Required work:
Everything from the line containing "of the soccer" through the final line of the listing below should be given again, word for word, and nothing else.

········

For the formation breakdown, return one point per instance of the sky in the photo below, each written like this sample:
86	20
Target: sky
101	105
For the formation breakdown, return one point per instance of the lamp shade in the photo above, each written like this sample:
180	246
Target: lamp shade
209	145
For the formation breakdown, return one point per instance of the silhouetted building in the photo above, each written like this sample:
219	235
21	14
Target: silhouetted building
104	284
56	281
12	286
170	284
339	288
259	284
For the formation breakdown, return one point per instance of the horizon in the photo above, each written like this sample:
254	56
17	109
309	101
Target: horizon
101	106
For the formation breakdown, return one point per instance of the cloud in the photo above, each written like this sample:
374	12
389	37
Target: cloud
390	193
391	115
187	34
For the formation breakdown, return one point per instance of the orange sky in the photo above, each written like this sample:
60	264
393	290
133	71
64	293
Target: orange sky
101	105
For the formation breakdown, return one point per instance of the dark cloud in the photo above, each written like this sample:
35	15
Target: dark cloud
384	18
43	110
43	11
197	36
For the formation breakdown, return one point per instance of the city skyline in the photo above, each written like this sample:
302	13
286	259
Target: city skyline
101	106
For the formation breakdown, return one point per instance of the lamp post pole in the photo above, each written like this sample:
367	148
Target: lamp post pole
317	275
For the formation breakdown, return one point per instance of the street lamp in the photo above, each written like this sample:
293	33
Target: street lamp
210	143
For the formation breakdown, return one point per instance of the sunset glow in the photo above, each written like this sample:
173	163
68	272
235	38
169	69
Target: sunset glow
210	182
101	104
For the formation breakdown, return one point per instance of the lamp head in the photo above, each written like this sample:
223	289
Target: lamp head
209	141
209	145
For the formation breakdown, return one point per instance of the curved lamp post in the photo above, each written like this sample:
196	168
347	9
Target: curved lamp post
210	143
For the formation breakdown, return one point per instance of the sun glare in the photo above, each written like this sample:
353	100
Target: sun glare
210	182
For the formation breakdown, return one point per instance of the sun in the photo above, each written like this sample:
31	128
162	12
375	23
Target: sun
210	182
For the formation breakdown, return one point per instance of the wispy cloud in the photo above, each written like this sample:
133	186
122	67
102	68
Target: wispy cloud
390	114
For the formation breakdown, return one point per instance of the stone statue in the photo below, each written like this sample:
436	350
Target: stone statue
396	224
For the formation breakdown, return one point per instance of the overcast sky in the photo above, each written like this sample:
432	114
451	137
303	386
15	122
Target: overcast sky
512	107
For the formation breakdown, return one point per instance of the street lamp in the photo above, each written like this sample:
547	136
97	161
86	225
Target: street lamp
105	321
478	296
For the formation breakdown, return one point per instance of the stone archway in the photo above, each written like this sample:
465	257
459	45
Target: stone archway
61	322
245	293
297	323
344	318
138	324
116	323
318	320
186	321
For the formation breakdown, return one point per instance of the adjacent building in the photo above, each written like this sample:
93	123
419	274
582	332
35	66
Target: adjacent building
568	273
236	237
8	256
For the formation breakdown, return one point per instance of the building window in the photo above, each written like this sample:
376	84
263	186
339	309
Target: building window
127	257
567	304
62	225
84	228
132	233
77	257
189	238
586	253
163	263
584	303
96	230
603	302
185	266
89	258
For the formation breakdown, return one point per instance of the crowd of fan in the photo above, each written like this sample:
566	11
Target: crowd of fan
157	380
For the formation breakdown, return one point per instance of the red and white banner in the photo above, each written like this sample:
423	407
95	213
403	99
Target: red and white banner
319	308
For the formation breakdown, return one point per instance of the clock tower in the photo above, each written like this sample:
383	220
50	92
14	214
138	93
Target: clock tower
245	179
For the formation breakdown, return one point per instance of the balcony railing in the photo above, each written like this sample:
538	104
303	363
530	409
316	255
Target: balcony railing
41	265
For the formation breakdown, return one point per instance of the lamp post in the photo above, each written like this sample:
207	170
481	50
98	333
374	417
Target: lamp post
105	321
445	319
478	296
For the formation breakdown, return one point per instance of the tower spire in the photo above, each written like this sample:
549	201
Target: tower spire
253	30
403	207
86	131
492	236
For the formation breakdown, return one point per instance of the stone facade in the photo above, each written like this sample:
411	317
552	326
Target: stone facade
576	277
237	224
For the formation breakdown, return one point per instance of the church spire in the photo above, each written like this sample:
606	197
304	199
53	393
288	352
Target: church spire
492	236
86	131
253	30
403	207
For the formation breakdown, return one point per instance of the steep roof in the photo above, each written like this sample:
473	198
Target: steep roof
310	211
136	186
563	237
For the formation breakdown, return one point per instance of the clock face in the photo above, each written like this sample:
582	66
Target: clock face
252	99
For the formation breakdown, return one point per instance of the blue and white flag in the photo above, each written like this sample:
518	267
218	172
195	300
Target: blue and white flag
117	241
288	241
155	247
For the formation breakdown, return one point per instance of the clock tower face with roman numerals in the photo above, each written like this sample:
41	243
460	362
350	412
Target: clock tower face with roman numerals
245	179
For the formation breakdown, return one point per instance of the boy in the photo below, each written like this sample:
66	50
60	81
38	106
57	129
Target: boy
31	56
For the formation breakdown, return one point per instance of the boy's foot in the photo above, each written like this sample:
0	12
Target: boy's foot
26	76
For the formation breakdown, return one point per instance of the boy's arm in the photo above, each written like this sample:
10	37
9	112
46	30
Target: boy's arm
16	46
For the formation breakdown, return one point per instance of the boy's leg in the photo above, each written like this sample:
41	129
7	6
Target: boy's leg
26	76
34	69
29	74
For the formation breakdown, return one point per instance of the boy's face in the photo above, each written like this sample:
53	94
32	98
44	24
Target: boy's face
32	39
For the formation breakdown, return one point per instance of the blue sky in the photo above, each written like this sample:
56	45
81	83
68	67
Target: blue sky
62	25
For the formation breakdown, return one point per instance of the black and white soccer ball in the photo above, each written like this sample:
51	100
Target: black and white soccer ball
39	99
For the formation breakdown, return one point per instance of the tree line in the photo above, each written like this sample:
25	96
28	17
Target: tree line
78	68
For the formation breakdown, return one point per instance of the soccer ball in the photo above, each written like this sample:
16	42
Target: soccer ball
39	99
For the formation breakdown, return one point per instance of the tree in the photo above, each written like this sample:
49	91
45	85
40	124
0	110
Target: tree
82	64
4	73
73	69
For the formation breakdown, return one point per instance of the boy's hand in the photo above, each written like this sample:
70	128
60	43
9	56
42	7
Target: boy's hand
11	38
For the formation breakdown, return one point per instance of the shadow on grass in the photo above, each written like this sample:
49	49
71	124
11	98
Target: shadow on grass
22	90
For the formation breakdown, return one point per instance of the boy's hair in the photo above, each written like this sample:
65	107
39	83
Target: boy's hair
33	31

········

Task response:
For the formation breakdown, return one point per instance of the soccer ball in the photo above, each written like this sample:
16	42
Target: soccer ball
39	99
For the formation breakdown, return one point per instance of the tree in the photo above, each written like this sample:
49	91
45	85
40	124
0	110
Target: tree
82	64
4	73
73	69
For the formation breakdown, return one point per instance of the boy's hand in the photo above, each written like this sample:
70	128
60	43
9	56
42	7
Target: boy's hand
11	38
For the formation breakdown, return one point per instance of the shadow on grass in the photo above, each written like this sample:
49	49
71	124
11	98
Target: shadow on grass
22	90
For the formation breakdown, return one point per instance of the boy's hair in the photo above, each written like this sample:
65	107
39	83
Target: boy's hair
33	31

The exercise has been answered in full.